Activity: Output the records exactly, every one of them.

Dataset entries:
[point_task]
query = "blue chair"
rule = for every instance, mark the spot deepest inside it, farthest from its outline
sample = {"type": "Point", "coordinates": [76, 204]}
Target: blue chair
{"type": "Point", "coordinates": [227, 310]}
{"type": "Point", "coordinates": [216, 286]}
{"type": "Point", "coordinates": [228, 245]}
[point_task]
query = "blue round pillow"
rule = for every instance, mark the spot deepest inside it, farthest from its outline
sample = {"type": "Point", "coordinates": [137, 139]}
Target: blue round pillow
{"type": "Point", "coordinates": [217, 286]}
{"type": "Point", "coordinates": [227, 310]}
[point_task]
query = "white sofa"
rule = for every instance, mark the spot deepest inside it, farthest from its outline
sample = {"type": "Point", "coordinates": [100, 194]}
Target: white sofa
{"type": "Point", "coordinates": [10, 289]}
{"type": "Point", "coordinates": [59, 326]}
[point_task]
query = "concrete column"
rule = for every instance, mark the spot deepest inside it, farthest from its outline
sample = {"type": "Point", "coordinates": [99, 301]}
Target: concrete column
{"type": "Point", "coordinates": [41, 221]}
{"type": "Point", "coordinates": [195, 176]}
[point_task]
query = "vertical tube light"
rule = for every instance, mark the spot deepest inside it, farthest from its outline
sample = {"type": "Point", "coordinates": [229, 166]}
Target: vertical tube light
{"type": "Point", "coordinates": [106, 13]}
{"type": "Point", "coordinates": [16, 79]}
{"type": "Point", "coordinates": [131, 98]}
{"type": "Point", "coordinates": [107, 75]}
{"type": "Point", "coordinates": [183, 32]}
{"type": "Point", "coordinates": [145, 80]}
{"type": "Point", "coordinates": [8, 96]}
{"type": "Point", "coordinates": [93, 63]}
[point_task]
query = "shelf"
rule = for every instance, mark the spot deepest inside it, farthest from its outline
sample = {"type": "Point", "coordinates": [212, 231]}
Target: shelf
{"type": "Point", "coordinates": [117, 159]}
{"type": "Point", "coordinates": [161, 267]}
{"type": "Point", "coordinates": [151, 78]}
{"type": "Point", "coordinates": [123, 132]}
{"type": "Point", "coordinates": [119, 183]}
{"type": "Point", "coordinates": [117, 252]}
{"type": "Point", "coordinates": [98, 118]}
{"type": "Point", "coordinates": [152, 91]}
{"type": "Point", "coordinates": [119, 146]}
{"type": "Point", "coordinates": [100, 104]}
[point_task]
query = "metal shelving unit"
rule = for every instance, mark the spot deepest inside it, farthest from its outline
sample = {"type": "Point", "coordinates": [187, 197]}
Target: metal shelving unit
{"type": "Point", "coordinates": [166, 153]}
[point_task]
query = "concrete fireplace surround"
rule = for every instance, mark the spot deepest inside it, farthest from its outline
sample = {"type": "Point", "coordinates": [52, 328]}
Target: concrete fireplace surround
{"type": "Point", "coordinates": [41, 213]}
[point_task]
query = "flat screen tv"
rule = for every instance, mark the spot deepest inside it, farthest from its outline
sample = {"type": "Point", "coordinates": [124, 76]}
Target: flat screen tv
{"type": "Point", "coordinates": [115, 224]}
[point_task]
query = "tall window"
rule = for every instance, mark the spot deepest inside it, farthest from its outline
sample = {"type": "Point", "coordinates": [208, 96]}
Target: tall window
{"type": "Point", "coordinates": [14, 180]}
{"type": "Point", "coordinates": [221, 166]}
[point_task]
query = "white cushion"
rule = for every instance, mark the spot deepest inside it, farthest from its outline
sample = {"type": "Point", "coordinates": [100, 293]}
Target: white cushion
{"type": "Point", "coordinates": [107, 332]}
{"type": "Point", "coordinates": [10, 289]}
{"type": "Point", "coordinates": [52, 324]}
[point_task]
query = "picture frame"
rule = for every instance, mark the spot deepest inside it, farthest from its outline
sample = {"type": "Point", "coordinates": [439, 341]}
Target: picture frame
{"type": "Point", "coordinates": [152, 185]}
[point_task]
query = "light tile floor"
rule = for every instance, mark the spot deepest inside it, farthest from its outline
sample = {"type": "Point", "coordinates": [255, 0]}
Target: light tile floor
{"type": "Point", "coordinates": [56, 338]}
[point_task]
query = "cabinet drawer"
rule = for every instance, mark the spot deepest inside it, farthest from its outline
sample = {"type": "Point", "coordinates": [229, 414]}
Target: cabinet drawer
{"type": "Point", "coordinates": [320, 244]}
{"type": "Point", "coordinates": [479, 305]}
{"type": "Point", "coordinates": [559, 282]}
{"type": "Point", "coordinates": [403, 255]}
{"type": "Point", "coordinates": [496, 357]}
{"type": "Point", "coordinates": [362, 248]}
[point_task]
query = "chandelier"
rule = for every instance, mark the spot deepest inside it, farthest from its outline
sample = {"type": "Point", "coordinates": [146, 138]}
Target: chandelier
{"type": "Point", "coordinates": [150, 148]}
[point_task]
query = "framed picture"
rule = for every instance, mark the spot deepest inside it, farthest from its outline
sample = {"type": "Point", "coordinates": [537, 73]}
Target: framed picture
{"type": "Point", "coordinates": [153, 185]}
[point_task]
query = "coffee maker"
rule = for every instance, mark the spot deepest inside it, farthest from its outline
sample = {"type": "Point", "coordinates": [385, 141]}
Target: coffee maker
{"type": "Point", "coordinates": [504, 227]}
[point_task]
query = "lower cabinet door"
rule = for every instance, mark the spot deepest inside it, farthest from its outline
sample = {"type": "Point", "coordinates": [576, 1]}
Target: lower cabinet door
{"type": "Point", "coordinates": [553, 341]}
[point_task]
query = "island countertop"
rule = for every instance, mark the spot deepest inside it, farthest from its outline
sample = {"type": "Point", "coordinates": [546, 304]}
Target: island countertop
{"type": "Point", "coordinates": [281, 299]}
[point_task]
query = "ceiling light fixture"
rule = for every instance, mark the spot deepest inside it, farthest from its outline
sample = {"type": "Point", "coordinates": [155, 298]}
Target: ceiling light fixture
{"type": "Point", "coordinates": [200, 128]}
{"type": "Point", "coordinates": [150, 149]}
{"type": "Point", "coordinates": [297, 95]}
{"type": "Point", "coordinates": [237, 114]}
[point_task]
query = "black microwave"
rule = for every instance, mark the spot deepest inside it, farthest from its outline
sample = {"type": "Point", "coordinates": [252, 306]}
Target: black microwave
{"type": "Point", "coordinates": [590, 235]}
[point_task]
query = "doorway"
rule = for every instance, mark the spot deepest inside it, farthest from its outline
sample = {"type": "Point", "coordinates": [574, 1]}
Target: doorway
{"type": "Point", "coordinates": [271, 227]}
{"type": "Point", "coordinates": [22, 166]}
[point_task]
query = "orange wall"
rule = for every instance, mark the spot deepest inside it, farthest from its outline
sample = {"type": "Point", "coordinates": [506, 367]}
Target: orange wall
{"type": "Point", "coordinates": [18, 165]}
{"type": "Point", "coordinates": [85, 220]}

Output for this task:
[point_task]
query = "blue chair"
rule = for every instance, mark the spot deepest inside it, farthest from its outline
sample = {"type": "Point", "coordinates": [76, 204]}
Target: blue chair
{"type": "Point", "coordinates": [227, 310]}
{"type": "Point", "coordinates": [216, 286]}
{"type": "Point", "coordinates": [228, 245]}
[point_task]
query = "blue round pillow"
rule = for every instance, mark the spot deepest inside it, farthest from its outline
sample = {"type": "Point", "coordinates": [137, 139]}
Target: blue round pillow
{"type": "Point", "coordinates": [217, 286]}
{"type": "Point", "coordinates": [227, 310]}
[point_task]
query = "white sofa"
rule = for every instance, mark the spot deepest inside it, farthest from its outline
sample = {"type": "Point", "coordinates": [100, 194]}
Target: white sofa
{"type": "Point", "coordinates": [10, 289]}
{"type": "Point", "coordinates": [59, 326]}
[point_task]
query = "concrete column"
rule = for every instance, mark the spot deepest inside it, farthest from its outline
sample = {"type": "Point", "coordinates": [99, 301]}
Target: concrete column
{"type": "Point", "coordinates": [41, 221]}
{"type": "Point", "coordinates": [195, 176]}
[point_task]
query = "vertical tube light"
rule = for every instance, mark the spot deepest inside it, farthest from its outline
sample = {"type": "Point", "coordinates": [229, 166]}
Target: vertical tube light
{"type": "Point", "coordinates": [106, 13]}
{"type": "Point", "coordinates": [16, 79]}
{"type": "Point", "coordinates": [131, 98]}
{"type": "Point", "coordinates": [107, 75]}
{"type": "Point", "coordinates": [183, 32]}
{"type": "Point", "coordinates": [145, 80]}
{"type": "Point", "coordinates": [8, 96]}
{"type": "Point", "coordinates": [93, 63]}
[point_task]
query = "shelf"
rule = for every instance, mark the spot deepest inside it, farthest from its outline
sample = {"type": "Point", "coordinates": [212, 231]}
Target: shelf
{"type": "Point", "coordinates": [117, 159]}
{"type": "Point", "coordinates": [161, 267]}
{"type": "Point", "coordinates": [151, 78]}
{"type": "Point", "coordinates": [123, 132]}
{"type": "Point", "coordinates": [119, 183]}
{"type": "Point", "coordinates": [117, 252]}
{"type": "Point", "coordinates": [98, 118]}
{"type": "Point", "coordinates": [152, 91]}
{"type": "Point", "coordinates": [119, 146]}
{"type": "Point", "coordinates": [100, 104]}
[point_task]
query = "metal shelving unit"
rule = for every instance, mark the spot deepest inside it, farthest from its outline
sample = {"type": "Point", "coordinates": [187, 197]}
Target: metal shelving unit
{"type": "Point", "coordinates": [166, 153]}
[point_task]
query = "concrete fireplace surround"
rule = for every instance, mark the spot deepest inside it, farthest from its outline
sample = {"type": "Point", "coordinates": [52, 328]}
Target: concrete fireplace surround
{"type": "Point", "coordinates": [41, 213]}
[point_task]
query = "flat screen tv"
rule = for every instance, mark the spot deepest inside it, farthest from its outline
sample = {"type": "Point", "coordinates": [124, 76]}
Target: flat screen tv
{"type": "Point", "coordinates": [115, 224]}
[point_task]
query = "tall window"
rule = for every instance, mark the spot deepest inside it, farthest from its outline
sample = {"type": "Point", "coordinates": [208, 96]}
Target: tall window
{"type": "Point", "coordinates": [14, 180]}
{"type": "Point", "coordinates": [221, 166]}
[point_task]
query = "white cushion"
rule = for every instance, mark the spot deepest inside it, farthest from its outline
sample = {"type": "Point", "coordinates": [100, 293]}
Target: white cushion
{"type": "Point", "coordinates": [107, 332]}
{"type": "Point", "coordinates": [10, 289]}
{"type": "Point", "coordinates": [52, 324]}
[point_task]
query = "picture frame"
rule = for every instance, mark the spot deepest inside it, farthest from its outline
sample = {"type": "Point", "coordinates": [439, 341]}
Target: picture frame
{"type": "Point", "coordinates": [152, 185]}
[point_task]
query = "light tile floor"
rule = for every instance, mark the spot deepest inside it, farthest from its outline
sample = {"type": "Point", "coordinates": [255, 0]}
Target: light tile floor
{"type": "Point", "coordinates": [56, 338]}
[point_task]
query = "cabinet drawer"
rule = for every instance, mark the spot deepest inside it, farthest from its outline
sample = {"type": "Point", "coordinates": [229, 414]}
Target: cabinet drawer
{"type": "Point", "coordinates": [320, 244]}
{"type": "Point", "coordinates": [479, 305]}
{"type": "Point", "coordinates": [559, 282]}
{"type": "Point", "coordinates": [403, 255]}
{"type": "Point", "coordinates": [496, 357]}
{"type": "Point", "coordinates": [362, 248]}
[point_task]
query = "chandelier"
rule = for every instance, mark the spot deepest inside it, farthest from its outline
sample = {"type": "Point", "coordinates": [146, 138]}
Target: chandelier
{"type": "Point", "coordinates": [150, 148]}
[point_task]
query = "framed picture"
rule = for every instance, mark the spot deepest inside it, farthest from its outline
sample = {"type": "Point", "coordinates": [537, 73]}
Target: framed picture
{"type": "Point", "coordinates": [153, 185]}
[point_task]
query = "coffee maker"
rule = for every instance, mark the spot deepest inside it, farthest from its outline
sample = {"type": "Point", "coordinates": [385, 141]}
Target: coffee maker
{"type": "Point", "coordinates": [504, 227]}
[point_task]
query = "lower cabinet door"
rule = for every instance, mark the spot deepest inside it, farthest from its outline
sample = {"type": "Point", "coordinates": [576, 1]}
Target: lower cabinet door
{"type": "Point", "coordinates": [553, 341]}
[point_task]
query = "island countertop"
rule = for every instance, mark the spot deepest inside it, farthest from its outline
sample = {"type": "Point", "coordinates": [546, 304]}
Target: island countertop
{"type": "Point", "coordinates": [281, 299]}
[point_task]
query = "ceiling light fixture"
rule = for every instance, mark the spot deepest inside it, farthest from its outline
sample = {"type": "Point", "coordinates": [155, 298]}
Target: ceiling light fixture
{"type": "Point", "coordinates": [200, 128]}
{"type": "Point", "coordinates": [150, 149]}
{"type": "Point", "coordinates": [297, 95]}
{"type": "Point", "coordinates": [237, 114]}
[point_task]
query = "black microwave"
rule = for every instance, mark the spot deepest inside it, farthest from its outline
sample = {"type": "Point", "coordinates": [252, 306]}
Target: black microwave
{"type": "Point", "coordinates": [590, 235]}
[point_task]
query = "doorway"
rule = for every instance, mark the spot deepest inside it, farthest from its outline
sample = {"type": "Point", "coordinates": [574, 1]}
Target: doorway
{"type": "Point", "coordinates": [271, 227]}
{"type": "Point", "coordinates": [22, 166]}
[point_task]
query = "orange wall"
rule = for every instance, mark the spot deepest inside it, farthest from its outline
sample = {"type": "Point", "coordinates": [506, 367]}
Target: orange wall
{"type": "Point", "coordinates": [18, 165]}
{"type": "Point", "coordinates": [85, 220]}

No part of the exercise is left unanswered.